- PROBLEM REQUIREMENTS
Lay out every line of the entries below as a Markdown table with the columns Row and Entry line, numbering the rows and skipping blank lines. Leave the pictures out of the table.

--- BEGIN ENTRIES PROVIDED ---

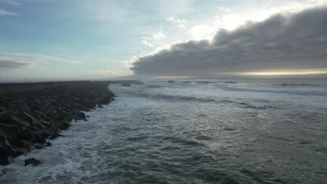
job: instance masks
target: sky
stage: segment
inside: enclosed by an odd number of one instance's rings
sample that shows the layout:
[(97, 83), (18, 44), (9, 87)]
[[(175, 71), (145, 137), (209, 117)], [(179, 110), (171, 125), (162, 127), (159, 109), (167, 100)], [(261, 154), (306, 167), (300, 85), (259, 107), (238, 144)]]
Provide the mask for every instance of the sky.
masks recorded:
[(327, 0), (0, 0), (2, 81), (327, 73)]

--- END ENTRIES PROVIDED ---

- OUTPUT FOR THIS TASK
| Row | Entry line |
|---|---|
| 1 | job: instance masks |
| 2 | target: sky |
| 3 | stage: segment |
| 4 | inside: enclosed by an odd number of one instance's rings |
| 5 | sample that shows the layout: |
| 6 | [(97, 83), (18, 44), (9, 87)] |
| 7 | [[(175, 71), (145, 137), (209, 117)], [(179, 110), (171, 125), (162, 127), (159, 109), (167, 100)], [(261, 154), (306, 167), (300, 85), (259, 107), (238, 144)]] |
| 8 | Provide the mask for every instance of the sky. |
| 9 | masks recorded: |
| 10 | [(327, 0), (0, 0), (2, 81), (327, 73)] |